* Exercise directions
Extract each line from the rows below that contains the string "white", and copy those lines in full. The match is case-sensitive.

* Task material
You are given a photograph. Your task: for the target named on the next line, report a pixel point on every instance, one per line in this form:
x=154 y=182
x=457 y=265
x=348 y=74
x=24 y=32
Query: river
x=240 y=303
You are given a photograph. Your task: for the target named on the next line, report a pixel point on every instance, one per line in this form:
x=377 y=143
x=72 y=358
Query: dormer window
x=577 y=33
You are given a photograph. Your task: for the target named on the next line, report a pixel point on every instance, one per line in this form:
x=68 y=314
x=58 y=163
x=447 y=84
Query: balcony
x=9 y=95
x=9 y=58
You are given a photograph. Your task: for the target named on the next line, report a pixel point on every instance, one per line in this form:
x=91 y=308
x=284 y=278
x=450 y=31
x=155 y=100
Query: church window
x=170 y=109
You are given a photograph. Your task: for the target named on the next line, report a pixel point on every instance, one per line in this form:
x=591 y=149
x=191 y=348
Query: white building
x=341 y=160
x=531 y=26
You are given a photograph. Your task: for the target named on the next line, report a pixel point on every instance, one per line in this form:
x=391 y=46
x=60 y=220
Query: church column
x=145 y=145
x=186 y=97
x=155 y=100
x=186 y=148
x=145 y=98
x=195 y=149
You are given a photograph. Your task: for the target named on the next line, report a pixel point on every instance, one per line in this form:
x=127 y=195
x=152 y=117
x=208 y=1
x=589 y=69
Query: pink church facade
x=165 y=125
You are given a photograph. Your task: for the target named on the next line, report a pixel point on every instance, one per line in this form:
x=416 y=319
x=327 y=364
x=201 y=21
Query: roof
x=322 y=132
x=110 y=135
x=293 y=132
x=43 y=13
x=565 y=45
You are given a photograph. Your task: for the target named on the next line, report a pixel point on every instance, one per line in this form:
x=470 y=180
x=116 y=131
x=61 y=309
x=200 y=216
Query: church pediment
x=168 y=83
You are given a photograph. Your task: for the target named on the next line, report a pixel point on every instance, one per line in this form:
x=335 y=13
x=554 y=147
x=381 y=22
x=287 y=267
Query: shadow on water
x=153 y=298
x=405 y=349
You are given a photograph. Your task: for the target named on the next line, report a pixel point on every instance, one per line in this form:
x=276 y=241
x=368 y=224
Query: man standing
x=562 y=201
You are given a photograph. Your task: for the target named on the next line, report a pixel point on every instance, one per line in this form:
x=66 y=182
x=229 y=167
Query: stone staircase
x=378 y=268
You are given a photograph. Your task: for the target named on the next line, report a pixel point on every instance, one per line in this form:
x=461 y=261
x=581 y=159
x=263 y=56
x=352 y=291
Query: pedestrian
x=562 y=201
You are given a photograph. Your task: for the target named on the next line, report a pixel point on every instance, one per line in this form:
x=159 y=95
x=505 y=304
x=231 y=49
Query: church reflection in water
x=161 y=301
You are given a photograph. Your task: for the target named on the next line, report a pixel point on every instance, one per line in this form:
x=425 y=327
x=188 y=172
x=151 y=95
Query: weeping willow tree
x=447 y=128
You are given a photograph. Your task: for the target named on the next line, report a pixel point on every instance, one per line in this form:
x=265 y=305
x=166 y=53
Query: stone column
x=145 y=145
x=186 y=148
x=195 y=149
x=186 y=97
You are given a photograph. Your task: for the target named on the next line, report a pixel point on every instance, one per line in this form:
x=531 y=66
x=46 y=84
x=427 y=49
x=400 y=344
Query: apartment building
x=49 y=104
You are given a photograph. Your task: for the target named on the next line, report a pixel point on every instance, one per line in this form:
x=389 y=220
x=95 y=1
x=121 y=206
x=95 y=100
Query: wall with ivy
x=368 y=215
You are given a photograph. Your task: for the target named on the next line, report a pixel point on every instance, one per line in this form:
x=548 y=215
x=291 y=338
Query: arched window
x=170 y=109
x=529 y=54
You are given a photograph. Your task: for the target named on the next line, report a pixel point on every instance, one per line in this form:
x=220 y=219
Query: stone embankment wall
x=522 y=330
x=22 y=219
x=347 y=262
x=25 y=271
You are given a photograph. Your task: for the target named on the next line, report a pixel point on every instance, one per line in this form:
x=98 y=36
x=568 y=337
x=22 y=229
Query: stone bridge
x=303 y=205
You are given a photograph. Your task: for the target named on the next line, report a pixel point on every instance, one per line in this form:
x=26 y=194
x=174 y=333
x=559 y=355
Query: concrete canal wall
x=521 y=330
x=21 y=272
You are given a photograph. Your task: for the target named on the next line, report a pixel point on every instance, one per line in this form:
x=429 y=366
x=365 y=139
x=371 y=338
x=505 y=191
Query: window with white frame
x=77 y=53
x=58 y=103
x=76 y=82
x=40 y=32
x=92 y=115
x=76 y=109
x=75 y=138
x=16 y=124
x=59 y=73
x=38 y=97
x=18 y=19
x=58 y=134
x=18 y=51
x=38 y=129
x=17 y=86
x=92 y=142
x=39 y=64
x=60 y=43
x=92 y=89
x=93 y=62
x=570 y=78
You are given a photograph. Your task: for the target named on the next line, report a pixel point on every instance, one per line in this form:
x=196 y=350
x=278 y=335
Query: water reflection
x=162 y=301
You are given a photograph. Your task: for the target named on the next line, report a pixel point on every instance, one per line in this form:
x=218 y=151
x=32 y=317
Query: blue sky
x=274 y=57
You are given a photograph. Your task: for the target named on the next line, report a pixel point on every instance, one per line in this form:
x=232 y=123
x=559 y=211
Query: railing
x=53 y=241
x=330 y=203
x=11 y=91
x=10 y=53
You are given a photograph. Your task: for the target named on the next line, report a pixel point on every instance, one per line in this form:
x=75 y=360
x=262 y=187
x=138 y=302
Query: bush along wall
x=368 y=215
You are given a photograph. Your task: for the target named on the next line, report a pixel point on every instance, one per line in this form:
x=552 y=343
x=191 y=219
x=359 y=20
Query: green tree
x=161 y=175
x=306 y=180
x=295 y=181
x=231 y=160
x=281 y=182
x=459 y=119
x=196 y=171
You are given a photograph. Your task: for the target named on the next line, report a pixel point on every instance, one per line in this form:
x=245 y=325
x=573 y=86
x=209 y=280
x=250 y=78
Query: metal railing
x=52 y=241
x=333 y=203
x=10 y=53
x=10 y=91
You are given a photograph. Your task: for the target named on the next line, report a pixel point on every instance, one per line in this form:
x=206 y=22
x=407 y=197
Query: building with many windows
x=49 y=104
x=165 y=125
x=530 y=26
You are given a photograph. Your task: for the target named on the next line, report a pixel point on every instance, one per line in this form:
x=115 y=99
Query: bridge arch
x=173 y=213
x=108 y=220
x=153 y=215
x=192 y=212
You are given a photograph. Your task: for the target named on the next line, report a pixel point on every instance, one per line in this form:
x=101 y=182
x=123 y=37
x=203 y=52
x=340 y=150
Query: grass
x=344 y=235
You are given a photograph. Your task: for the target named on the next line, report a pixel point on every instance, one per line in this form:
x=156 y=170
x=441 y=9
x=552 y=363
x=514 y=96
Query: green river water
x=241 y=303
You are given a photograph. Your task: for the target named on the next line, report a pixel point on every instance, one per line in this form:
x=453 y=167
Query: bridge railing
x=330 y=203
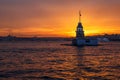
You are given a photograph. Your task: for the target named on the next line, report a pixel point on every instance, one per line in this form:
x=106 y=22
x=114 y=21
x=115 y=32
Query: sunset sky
x=58 y=18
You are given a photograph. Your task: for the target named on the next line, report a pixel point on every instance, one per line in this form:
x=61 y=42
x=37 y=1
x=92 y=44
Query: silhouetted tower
x=79 y=31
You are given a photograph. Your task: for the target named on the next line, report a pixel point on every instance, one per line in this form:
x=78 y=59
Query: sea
x=58 y=60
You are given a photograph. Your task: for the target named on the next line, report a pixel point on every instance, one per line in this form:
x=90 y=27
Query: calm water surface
x=51 y=60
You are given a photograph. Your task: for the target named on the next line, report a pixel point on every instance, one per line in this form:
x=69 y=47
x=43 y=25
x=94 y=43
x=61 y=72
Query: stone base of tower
x=85 y=42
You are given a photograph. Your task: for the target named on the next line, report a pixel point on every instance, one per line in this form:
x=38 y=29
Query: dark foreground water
x=51 y=60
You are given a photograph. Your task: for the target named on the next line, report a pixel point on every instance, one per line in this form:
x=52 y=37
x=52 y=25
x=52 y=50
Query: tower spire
x=79 y=16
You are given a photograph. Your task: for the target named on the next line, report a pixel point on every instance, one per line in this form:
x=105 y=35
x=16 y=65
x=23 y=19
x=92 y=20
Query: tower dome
x=79 y=31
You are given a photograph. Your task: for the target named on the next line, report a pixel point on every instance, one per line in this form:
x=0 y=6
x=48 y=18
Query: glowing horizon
x=51 y=18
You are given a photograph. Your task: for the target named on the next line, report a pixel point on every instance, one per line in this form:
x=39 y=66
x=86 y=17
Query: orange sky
x=58 y=18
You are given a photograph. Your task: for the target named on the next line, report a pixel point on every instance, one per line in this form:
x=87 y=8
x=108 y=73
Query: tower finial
x=79 y=16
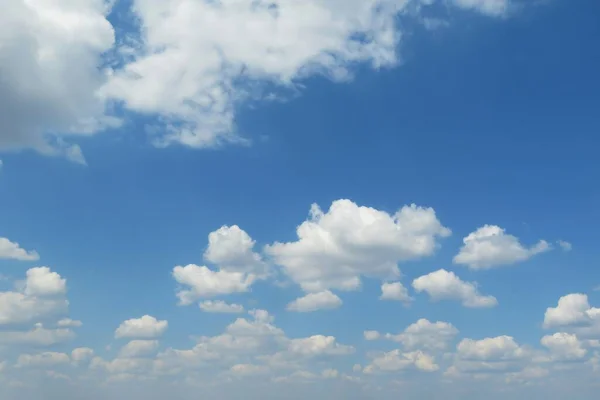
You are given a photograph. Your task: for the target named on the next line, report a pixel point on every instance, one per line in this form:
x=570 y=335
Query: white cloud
x=38 y=336
x=564 y=346
x=494 y=349
x=69 y=323
x=82 y=355
x=334 y=249
x=54 y=86
x=248 y=369
x=495 y=8
x=489 y=247
x=318 y=345
x=395 y=291
x=139 y=348
x=566 y=246
x=47 y=359
x=49 y=86
x=41 y=282
x=200 y=281
x=219 y=306
x=12 y=250
x=424 y=334
x=324 y=300
x=237 y=267
x=395 y=360
x=249 y=346
x=146 y=327
x=572 y=310
x=371 y=335
x=254 y=41
x=231 y=248
x=444 y=285
x=330 y=373
x=39 y=297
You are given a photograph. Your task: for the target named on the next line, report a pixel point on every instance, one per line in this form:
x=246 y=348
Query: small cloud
x=566 y=246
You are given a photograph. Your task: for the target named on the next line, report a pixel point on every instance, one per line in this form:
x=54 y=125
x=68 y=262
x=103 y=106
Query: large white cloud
x=139 y=348
x=237 y=267
x=248 y=346
x=564 y=346
x=490 y=246
x=336 y=248
x=12 y=250
x=492 y=355
x=444 y=285
x=200 y=281
x=574 y=312
x=145 y=327
x=39 y=297
x=191 y=79
x=50 y=83
x=231 y=248
x=247 y=42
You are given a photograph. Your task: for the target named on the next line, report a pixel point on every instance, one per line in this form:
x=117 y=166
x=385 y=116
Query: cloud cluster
x=490 y=246
x=336 y=248
x=69 y=72
x=12 y=251
x=444 y=285
x=36 y=302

* Response for this exercise
Query: white building
Query: window with white frame
Query: white cloud
Query: large white cloud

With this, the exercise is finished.